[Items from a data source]
** start **

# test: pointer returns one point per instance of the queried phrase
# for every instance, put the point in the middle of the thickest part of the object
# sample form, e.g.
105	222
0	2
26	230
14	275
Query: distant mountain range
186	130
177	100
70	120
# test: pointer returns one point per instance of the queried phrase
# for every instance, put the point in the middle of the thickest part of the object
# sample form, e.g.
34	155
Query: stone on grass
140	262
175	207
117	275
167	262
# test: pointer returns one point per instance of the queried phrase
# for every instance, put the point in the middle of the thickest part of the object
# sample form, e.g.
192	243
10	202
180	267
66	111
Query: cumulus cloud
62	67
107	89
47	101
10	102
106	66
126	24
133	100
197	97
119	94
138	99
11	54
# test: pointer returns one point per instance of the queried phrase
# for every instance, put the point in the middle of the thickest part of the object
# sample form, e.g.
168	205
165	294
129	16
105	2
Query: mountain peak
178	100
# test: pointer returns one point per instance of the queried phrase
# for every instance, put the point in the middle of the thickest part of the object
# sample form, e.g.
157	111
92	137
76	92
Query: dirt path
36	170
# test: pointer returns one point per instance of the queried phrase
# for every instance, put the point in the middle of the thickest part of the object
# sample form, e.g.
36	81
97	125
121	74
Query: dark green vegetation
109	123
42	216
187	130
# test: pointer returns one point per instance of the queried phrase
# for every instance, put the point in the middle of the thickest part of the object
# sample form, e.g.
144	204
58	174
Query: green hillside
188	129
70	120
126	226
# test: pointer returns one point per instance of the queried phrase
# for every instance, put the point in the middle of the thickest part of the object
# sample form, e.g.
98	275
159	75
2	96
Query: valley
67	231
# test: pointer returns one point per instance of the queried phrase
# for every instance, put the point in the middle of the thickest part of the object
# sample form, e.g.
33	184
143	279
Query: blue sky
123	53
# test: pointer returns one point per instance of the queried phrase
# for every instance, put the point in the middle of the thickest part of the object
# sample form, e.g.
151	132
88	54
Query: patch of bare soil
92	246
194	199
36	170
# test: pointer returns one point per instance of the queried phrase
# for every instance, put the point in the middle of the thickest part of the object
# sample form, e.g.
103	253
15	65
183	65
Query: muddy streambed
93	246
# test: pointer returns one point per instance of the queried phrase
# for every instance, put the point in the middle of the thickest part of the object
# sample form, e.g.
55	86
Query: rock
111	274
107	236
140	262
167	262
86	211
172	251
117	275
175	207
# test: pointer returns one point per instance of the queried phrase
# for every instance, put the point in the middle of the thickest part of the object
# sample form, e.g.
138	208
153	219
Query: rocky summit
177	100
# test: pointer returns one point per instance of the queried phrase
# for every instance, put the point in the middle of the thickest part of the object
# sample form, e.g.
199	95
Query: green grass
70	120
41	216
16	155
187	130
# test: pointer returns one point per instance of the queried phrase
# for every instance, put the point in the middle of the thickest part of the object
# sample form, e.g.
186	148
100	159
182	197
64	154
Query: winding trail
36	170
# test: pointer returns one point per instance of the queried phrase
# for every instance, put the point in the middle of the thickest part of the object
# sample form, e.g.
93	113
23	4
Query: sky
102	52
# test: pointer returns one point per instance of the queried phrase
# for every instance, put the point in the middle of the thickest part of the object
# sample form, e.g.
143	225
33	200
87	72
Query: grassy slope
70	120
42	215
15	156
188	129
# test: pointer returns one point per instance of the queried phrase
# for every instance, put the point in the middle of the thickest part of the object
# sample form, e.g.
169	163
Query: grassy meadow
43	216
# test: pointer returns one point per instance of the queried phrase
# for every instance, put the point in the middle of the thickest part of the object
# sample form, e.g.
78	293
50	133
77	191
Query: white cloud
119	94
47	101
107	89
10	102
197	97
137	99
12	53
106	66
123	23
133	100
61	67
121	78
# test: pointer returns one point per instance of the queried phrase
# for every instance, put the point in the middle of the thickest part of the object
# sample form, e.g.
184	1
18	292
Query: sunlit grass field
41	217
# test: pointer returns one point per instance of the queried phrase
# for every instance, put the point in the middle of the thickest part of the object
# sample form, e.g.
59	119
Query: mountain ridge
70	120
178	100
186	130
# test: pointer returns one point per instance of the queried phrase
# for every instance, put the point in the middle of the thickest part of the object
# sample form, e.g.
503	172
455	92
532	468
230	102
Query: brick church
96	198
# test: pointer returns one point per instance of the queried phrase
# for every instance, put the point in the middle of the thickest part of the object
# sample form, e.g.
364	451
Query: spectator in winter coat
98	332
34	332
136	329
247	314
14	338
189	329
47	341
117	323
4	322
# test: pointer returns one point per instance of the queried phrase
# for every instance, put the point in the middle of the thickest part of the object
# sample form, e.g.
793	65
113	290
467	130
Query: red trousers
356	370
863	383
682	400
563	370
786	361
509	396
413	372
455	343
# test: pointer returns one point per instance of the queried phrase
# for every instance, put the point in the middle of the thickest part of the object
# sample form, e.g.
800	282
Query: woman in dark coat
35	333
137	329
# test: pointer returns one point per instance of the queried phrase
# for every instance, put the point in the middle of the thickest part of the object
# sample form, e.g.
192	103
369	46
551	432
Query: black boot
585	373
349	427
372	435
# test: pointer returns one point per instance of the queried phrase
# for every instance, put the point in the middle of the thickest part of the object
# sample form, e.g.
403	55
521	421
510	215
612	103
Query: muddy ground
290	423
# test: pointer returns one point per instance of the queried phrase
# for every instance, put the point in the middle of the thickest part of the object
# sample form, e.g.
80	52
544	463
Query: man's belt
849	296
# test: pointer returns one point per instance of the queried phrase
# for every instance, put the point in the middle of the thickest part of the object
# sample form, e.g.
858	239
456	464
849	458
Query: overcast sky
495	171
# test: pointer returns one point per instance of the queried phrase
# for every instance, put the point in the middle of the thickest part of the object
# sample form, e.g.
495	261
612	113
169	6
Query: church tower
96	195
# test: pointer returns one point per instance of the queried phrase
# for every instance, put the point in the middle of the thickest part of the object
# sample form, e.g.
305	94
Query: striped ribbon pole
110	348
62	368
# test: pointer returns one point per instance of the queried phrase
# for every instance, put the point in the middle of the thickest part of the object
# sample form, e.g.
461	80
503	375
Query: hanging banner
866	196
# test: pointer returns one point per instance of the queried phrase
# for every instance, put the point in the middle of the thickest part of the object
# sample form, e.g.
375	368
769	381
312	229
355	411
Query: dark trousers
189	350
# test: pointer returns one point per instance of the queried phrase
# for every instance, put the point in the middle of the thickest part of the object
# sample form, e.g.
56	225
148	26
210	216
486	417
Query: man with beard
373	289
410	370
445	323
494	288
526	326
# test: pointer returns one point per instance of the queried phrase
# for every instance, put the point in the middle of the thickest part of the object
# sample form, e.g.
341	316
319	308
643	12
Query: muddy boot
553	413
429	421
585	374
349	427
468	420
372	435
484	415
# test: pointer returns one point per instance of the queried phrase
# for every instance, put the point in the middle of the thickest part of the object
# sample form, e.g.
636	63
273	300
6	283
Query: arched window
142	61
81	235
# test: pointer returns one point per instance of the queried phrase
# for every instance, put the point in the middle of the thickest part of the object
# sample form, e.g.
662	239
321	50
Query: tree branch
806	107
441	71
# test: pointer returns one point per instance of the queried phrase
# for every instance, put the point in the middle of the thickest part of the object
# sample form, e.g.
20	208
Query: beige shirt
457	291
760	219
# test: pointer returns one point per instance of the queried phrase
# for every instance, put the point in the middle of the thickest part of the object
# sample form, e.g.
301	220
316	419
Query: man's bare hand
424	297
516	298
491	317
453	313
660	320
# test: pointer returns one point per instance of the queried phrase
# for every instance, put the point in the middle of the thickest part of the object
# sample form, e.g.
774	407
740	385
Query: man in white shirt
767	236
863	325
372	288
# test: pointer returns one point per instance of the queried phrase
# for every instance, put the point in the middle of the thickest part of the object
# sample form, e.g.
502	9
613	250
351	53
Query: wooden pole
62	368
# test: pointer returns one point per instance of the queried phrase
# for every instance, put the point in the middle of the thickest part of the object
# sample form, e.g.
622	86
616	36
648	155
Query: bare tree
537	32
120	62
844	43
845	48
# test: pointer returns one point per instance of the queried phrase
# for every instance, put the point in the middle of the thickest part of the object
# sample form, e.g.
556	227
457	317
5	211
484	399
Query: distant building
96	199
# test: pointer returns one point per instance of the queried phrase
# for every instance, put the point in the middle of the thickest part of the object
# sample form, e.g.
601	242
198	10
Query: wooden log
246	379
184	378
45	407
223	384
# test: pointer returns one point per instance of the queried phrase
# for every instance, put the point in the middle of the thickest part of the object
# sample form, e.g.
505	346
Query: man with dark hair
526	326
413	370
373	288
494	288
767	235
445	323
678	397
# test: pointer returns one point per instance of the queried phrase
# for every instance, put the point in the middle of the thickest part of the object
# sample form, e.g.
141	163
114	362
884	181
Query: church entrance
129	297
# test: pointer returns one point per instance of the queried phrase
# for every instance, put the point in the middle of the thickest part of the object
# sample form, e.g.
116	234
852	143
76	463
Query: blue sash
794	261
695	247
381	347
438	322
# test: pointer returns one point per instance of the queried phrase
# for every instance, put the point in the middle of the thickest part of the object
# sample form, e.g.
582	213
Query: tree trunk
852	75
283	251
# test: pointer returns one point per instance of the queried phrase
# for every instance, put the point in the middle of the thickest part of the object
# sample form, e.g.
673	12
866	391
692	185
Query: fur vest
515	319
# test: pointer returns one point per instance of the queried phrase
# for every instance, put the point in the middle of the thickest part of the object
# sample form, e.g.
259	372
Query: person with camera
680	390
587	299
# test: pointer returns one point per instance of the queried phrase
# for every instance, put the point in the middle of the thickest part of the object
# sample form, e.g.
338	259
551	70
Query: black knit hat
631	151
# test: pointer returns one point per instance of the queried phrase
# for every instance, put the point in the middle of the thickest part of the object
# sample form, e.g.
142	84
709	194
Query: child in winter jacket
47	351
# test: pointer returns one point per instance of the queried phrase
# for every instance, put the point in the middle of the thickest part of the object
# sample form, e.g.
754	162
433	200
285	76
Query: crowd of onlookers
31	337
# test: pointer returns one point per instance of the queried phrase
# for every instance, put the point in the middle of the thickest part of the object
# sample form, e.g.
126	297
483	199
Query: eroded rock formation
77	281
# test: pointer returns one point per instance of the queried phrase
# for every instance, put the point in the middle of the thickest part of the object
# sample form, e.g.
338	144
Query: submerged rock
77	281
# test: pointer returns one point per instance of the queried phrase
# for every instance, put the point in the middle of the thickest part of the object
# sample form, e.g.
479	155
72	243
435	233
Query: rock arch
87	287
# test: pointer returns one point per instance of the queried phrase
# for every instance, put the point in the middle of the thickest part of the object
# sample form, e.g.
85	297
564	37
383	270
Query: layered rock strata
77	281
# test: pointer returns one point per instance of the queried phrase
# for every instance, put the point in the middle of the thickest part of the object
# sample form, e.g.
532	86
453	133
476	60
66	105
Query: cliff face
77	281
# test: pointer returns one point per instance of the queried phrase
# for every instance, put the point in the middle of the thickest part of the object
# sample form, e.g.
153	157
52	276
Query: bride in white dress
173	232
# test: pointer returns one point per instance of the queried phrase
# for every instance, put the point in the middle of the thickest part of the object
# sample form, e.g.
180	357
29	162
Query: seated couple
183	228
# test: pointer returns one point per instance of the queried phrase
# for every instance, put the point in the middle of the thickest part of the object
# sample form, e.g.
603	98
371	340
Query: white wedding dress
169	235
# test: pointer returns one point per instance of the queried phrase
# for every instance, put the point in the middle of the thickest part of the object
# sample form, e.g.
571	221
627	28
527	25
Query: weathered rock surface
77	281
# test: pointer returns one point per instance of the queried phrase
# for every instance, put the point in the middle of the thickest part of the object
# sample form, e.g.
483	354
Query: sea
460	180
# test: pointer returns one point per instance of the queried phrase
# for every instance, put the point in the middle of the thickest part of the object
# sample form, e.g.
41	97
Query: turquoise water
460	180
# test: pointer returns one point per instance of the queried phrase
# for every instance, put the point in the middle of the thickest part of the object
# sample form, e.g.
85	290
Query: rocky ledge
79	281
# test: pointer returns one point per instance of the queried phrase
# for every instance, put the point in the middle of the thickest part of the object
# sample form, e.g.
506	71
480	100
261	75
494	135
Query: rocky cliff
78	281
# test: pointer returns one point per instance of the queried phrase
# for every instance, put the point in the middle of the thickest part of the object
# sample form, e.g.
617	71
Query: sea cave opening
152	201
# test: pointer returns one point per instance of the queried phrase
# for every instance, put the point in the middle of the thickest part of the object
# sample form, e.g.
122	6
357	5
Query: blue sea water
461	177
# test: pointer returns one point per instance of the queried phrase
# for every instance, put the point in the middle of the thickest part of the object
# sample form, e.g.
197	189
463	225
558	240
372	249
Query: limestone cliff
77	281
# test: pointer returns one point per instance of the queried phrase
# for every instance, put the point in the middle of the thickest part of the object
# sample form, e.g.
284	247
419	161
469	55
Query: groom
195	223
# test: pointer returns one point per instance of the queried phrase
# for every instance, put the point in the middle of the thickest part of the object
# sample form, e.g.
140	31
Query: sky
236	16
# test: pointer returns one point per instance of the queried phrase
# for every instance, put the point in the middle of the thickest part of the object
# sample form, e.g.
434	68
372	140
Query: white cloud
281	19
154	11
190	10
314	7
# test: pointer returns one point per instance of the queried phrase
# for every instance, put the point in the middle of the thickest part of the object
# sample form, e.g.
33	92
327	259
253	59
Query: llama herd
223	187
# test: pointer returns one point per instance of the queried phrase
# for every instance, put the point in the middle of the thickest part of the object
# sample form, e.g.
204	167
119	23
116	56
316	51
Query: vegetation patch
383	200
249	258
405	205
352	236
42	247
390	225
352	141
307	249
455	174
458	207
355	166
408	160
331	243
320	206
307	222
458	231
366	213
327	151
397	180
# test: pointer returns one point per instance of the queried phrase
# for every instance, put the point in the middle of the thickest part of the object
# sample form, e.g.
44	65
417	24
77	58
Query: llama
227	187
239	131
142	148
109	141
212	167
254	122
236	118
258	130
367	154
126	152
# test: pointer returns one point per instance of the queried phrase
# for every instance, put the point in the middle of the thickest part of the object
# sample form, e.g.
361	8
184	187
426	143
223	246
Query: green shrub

** end **

__Task brief__
Pick out and copy each line in the rows above that contains the word "coat".

__Response to the exercise__
Query: spectator in winter coat
Query: woman in dark coat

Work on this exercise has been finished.